> Consigne a
Pouvez-vous recopier à l'identique, dans la critique du film La Traque ci-dessous, le passage allant de « La Traque (Time » jusqu'à « Lee Je-Hoon (Signal). » inclus ?

########################################

Ce film d’action coréen avec Lee Je Hoon nous embarque dans une course-poursuite angoissante dans un monde dystopique. Stress garanti et c’est sur Netflix.
La Traque (Time to Hunt) repose sur un fil directeur d’une simplicité exemplaire : trois hommes sont pris en chasse par un tueur implacable. Pour son troisième long métrage, Yoon Sung Hyun (Bleak Night) signe un thriller haletant jusqu’à la dernière seconde, un de ces films dont le suspense vous saisit par les tripes et vous oblige à rester bien cramponné à votre siège. Servi par une réalisation et un montage percutants, La Traque doit aussi son intensité à la performance convaincante de Lee Je-Hoon (Signal).
Partie de chasse en milieu urbain
A sa sortie de prison, Jun Seok espère commencer une nouvelle vie. Mais il retrouve un monde plongé dans le chaos : les commerces ont fermé, les travailleurs sont en grève permanente et le Won n’a plus aucune valeur. Pour gagner de l’argent rapidement, il embarque ses partenaires de crime, Ki Hoon (Choi Woo Sik) et Jang Ho (Ahn Jae Hong), dans un plan insensé : braquer un casino détenu par des mafieux.

########################################

> Consigne b
Pouvez-vous reporter à l'identique le passage des enregistrements ci-dessous qui va de la ligne contenant « point: person's leg » jusqu'à la fin de ces enregistrements, ces deux bornes incluses ?

> Données fournies

########################################

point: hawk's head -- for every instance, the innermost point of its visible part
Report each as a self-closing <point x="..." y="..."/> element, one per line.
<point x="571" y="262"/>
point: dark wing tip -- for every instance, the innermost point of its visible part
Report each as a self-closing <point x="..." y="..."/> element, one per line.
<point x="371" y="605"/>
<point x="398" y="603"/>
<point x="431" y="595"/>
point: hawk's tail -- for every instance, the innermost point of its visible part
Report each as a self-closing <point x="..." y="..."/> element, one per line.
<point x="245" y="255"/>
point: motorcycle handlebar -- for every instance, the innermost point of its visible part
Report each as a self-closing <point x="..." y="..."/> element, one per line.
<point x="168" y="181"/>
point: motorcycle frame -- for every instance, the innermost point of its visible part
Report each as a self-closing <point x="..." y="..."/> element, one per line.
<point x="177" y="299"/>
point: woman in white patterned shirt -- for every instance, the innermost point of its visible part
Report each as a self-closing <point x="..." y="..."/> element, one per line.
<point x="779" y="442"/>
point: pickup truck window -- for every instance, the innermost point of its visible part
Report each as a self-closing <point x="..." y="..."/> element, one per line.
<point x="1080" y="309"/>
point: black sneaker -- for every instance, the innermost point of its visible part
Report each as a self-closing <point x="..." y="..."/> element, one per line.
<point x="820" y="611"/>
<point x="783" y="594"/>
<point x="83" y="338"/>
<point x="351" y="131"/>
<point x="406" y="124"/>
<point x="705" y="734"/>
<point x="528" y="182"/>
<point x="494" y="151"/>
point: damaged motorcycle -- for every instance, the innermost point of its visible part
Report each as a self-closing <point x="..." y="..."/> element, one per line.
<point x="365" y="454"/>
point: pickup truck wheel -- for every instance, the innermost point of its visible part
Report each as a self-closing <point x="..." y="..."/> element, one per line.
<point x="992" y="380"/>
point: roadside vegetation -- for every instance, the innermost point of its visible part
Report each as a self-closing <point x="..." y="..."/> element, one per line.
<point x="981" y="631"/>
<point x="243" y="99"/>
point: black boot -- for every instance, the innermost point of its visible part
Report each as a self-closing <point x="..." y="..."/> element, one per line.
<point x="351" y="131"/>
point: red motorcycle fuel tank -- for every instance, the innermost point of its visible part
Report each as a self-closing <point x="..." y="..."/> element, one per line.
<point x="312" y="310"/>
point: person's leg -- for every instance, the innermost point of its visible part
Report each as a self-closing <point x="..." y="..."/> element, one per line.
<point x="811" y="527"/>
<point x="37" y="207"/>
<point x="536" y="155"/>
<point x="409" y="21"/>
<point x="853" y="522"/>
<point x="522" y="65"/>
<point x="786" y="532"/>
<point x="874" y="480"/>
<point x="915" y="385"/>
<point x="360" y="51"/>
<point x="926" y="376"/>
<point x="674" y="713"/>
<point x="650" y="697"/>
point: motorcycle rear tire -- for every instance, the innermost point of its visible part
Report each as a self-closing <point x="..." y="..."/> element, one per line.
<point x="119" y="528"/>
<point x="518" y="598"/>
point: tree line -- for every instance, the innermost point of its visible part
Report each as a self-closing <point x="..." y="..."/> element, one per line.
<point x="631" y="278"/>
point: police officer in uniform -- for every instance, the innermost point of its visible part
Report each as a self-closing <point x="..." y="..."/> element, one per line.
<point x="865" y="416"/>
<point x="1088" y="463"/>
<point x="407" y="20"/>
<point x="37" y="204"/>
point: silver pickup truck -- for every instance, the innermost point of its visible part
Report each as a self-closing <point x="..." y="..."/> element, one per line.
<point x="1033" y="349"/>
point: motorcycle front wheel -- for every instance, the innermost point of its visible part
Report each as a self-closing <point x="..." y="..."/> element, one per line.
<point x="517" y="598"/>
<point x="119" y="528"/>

########################################

> Solution a
La Traque (Time to Hunt) repose sur un fil directeur d’une simplicité exemplaire : trois hommes sont pris en chasse par un tueur implacable. Pour son troisième long métrage, Yoon Sung Hyun (Bleak Night) signe un thriller haletant jusqu’à la dernière seconde, un de ces films dont le suspense vous saisit par les tripes et vous oblige à rester bien cramponné à votre siège. Servi par une réalisation et un montage percutants, La Traque doit aussi son intensité à la performance convaincante de Lee Je-Hoon (Signal).

> Solution b
point: person's leg -- for every instance, the innermost point of its visible part
Report each as a self-closing <point x="..." y="..."/> element, one per line.
<point x="811" y="527"/>
<point x="37" y="207"/>
<point x="536" y="155"/>
<point x="409" y="21"/>
<point x="853" y="522"/>
<point x="522" y="65"/>
<point x="786" y="532"/>
<point x="874" y="480"/>
<point x="915" y="385"/>
<point x="360" y="51"/>
<point x="926" y="376"/>
<point x="674" y="713"/>
<point x="650" y="697"/>
point: motorcycle rear tire -- for every instance, the innermost point of its visible part
Report each as a self-closing <point x="..." y="..."/> element, one per line.
<point x="119" y="528"/>
<point x="518" y="598"/>
point: tree line -- for every instance, the innermost point of its visible part
Report each as a self-closing <point x="..." y="..."/> element, one per line.
<point x="631" y="278"/>
point: police officer in uniform -- for every instance, the innermost point of its visible part
Report each as a self-closing <point x="..." y="..."/> element, one per line.
<point x="865" y="416"/>
<point x="1088" y="463"/>
<point x="407" y="20"/>
<point x="37" y="204"/>
point: silver pickup truck -- for every instance, the innermost point of its visible part
Report each as a self-closing <point x="..." y="..."/> element, one per line.
<point x="1033" y="349"/>
point: motorcycle front wheel -- for every instance, the innermost point of its visible part
Report each as a self-closing <point x="..." y="..."/> element, one per line.
<point x="517" y="598"/>
<point x="119" y="528"/>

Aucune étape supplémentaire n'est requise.